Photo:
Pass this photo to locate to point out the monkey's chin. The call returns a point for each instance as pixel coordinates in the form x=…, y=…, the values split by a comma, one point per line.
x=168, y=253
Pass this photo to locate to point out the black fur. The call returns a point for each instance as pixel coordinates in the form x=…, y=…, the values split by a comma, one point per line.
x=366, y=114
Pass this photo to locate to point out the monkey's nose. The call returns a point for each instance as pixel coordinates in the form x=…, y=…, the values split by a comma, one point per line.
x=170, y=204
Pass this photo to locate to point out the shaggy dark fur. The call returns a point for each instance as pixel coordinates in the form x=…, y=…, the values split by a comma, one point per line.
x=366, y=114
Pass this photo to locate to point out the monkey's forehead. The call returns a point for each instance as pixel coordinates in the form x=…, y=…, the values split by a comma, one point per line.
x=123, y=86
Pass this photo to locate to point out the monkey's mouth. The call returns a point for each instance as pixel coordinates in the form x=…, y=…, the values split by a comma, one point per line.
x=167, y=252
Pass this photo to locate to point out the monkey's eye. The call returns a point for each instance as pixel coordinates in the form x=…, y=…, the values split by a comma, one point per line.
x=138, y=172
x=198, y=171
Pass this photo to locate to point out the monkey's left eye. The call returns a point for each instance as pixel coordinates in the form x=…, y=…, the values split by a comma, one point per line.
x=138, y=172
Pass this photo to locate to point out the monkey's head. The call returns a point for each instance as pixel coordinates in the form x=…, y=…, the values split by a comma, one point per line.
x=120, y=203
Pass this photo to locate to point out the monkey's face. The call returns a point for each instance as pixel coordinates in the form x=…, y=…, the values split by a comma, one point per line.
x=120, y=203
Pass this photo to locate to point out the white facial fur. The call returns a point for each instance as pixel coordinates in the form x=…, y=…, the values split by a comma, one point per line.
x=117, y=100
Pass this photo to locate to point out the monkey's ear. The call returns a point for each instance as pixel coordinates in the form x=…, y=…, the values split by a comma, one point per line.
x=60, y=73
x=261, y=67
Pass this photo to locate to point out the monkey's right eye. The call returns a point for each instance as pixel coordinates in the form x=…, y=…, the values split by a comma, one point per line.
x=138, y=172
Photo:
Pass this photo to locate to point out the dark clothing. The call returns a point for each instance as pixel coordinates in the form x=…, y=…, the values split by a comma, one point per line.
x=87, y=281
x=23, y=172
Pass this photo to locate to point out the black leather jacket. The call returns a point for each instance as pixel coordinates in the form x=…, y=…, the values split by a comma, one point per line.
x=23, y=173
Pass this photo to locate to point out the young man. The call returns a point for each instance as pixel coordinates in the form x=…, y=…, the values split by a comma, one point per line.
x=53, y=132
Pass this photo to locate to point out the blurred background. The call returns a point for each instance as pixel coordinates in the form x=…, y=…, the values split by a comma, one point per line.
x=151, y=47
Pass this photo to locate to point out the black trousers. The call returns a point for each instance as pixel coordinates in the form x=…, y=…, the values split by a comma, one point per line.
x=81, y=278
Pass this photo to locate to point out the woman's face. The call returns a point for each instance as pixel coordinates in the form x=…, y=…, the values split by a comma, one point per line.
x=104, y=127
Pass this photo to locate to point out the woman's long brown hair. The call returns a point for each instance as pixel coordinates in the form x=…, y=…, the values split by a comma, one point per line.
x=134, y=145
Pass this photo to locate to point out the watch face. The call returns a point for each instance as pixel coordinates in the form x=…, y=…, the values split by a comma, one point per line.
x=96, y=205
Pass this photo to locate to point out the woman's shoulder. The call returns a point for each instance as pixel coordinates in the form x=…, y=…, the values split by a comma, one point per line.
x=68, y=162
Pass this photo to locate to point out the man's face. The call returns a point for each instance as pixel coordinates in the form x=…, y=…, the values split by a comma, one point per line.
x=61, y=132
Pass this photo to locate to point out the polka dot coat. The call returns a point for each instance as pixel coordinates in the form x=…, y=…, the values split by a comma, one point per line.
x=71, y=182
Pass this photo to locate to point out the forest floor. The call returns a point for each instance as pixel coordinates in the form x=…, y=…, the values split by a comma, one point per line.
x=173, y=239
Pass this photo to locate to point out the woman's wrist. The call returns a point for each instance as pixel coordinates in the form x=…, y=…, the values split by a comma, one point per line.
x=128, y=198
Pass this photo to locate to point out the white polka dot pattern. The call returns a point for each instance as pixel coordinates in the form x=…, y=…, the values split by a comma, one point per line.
• • • • •
§ **Exercise prompt**: Copy the items from the line containing "Pass this photo to locate to point out the white facial" through the line containing "x=261, y=67", both included. Multiply each x and y coordinate in the answers by 0.8 and round to whole numbers, with halves rounded up. Leave all other text unchanged and output only those lines.

§ **Written response**:
Pass this photo to locate to point out the white facial fur. The call returns a point for each instance as pixel coordinates in the form x=…, y=…, the values split by a comma, one point per line.
x=94, y=80
Pass this photo to locate to point out the monkey's ear. The call returns a point for each instance as pixel coordinates in the form x=…, y=…, the values split by a comma, one point per line.
x=48, y=58
x=209, y=54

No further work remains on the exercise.